(Saved entries)
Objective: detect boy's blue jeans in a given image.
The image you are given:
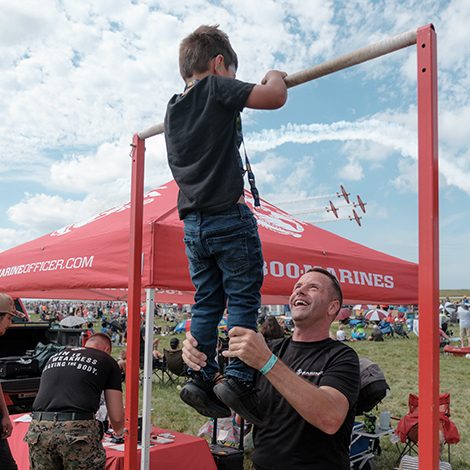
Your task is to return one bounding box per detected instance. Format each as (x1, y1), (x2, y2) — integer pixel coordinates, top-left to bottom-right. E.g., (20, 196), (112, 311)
(183, 203), (264, 382)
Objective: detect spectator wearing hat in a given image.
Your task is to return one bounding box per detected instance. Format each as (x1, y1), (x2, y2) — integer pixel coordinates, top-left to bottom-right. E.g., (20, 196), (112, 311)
(0, 293), (26, 470)
(170, 337), (181, 350)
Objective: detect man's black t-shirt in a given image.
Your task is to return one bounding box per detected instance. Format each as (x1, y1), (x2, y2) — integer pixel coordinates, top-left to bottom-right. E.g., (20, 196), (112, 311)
(32, 347), (122, 413)
(165, 75), (255, 220)
(252, 337), (360, 470)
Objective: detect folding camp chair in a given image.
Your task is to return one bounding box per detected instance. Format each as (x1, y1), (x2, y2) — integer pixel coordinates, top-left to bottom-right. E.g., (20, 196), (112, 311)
(399, 455), (452, 470)
(139, 355), (172, 384)
(162, 348), (188, 385)
(394, 393), (460, 464)
(393, 322), (409, 339)
(379, 320), (394, 338)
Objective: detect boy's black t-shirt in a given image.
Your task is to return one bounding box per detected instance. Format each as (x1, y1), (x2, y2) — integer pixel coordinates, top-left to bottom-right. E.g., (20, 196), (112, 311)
(32, 347), (122, 414)
(252, 337), (360, 470)
(164, 75), (255, 220)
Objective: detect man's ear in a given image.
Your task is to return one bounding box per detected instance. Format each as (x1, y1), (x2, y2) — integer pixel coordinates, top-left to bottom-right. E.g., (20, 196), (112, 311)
(327, 300), (340, 318)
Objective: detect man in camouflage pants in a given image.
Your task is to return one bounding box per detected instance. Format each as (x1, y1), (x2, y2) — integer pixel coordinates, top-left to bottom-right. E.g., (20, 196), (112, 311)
(24, 333), (124, 470)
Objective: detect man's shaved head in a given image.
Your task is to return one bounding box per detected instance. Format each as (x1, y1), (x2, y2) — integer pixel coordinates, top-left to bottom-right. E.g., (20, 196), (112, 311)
(86, 333), (112, 352)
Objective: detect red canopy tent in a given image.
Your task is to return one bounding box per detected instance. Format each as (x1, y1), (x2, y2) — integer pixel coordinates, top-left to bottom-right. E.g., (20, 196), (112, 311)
(0, 179), (417, 304)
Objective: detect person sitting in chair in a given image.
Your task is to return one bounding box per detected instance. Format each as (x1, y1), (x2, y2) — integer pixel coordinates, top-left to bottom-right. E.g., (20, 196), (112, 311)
(368, 325), (384, 342)
(153, 338), (164, 360)
(139, 327), (163, 370)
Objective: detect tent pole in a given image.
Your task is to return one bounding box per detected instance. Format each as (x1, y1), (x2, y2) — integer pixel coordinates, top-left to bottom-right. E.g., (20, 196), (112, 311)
(124, 134), (146, 470)
(137, 28), (418, 140)
(141, 288), (155, 470)
(417, 24), (440, 470)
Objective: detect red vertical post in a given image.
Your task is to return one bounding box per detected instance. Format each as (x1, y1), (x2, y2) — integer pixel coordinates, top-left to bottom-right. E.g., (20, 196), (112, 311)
(417, 24), (439, 470)
(124, 133), (146, 470)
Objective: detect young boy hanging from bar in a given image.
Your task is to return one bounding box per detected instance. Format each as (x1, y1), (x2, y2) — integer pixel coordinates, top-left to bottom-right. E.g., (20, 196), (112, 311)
(164, 24), (287, 424)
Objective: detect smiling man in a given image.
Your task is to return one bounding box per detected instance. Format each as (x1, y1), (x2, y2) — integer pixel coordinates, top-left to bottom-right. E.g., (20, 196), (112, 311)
(0, 293), (26, 470)
(183, 267), (360, 470)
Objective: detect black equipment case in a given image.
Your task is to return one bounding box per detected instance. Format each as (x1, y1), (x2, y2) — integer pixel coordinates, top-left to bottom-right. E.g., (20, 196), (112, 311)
(209, 417), (244, 470)
(210, 444), (244, 470)
(0, 356), (41, 379)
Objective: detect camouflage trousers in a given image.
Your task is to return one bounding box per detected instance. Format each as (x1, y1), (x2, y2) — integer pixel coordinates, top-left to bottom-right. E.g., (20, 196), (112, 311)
(24, 418), (106, 470)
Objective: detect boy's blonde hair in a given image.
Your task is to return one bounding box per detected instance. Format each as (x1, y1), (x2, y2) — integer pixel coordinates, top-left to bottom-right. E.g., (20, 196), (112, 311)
(179, 25), (238, 80)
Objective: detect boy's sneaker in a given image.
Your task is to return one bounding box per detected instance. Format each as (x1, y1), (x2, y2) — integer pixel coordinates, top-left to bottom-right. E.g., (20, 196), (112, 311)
(213, 376), (263, 425)
(179, 371), (231, 418)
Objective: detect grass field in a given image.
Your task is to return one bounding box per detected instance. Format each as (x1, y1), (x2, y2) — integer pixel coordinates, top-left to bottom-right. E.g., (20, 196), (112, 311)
(28, 312), (469, 469)
(439, 290), (470, 301)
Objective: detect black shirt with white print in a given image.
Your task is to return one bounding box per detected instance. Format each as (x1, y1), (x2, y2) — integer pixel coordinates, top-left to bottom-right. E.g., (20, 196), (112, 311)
(252, 337), (360, 470)
(32, 347), (122, 414)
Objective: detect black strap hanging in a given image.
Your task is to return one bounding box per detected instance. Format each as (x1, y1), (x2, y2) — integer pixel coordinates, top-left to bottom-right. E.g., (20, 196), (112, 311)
(236, 114), (260, 208)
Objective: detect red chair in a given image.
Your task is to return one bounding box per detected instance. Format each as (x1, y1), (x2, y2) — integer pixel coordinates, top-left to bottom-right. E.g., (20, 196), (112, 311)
(394, 393), (459, 463)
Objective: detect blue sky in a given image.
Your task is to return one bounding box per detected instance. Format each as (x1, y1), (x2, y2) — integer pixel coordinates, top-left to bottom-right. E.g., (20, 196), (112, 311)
(0, 0), (469, 290)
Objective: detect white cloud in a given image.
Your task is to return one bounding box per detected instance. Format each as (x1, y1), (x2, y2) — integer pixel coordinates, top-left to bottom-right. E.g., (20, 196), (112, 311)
(0, 1), (57, 47)
(390, 159), (418, 193)
(245, 119), (418, 162)
(251, 153), (290, 186)
(283, 155), (316, 189)
(0, 227), (40, 253)
(439, 152), (470, 195)
(439, 106), (470, 149)
(7, 193), (85, 231)
(48, 137), (131, 193)
(437, 0), (470, 69)
(338, 158), (364, 181)
(340, 140), (394, 164)
(4, 133), (173, 235)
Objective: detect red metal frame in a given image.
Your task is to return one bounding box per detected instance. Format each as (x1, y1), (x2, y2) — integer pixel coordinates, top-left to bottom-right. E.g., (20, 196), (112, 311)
(124, 133), (146, 470)
(125, 24), (440, 470)
(417, 24), (440, 470)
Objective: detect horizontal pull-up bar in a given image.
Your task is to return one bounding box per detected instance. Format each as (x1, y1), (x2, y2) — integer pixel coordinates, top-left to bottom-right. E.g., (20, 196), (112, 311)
(138, 122), (164, 140)
(284, 27), (417, 88)
(137, 27), (417, 141)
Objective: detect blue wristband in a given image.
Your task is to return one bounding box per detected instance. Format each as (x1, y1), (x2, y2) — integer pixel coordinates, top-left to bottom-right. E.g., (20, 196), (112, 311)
(259, 354), (278, 375)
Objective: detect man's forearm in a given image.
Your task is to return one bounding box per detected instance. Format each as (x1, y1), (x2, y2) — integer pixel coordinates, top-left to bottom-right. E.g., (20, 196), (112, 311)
(109, 414), (125, 436)
(104, 390), (125, 435)
(0, 383), (13, 438)
(0, 383), (8, 418)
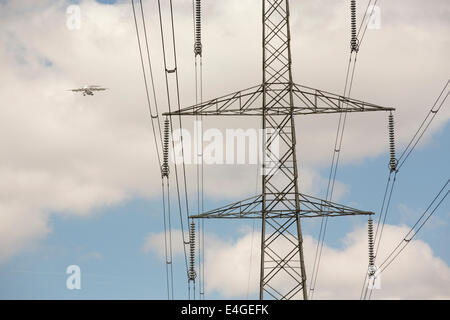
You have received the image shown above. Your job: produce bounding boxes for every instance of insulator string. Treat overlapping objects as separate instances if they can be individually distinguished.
[388,112,397,172]
[162,117,170,178]
[189,220,197,282]
[350,0,359,53]
[368,217,375,275]
[194,0,202,56]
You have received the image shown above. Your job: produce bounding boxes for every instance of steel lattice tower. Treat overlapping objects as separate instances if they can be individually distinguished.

_TASK ITEM_. Give back, exactly as written, the stretch from the line with "Objective: detect red chair in a given image." through the line with "Objective: detect white", and no other lines from the records above.

_RESULT OF THIS EXERCISE_.
Objective: detect red chair in a given image.
Your task is to return one bounding box per detected instance. Format each as (x1, y1), (x2, y2) — integer pixel coordinates, top-left to bottom-right. E.g., (20, 196), (112, 311)
(394, 393), (459, 463)
Objective: detect blue sky in a given image.
Your task is to return one bounding box per detected instance. Format each as (x1, y1), (x2, y2) — integer pixel coordinates, top-left to bottom-right. E.g., (20, 196), (112, 311)
(0, 0), (469, 290)
Objective: detect white cloud in a given image.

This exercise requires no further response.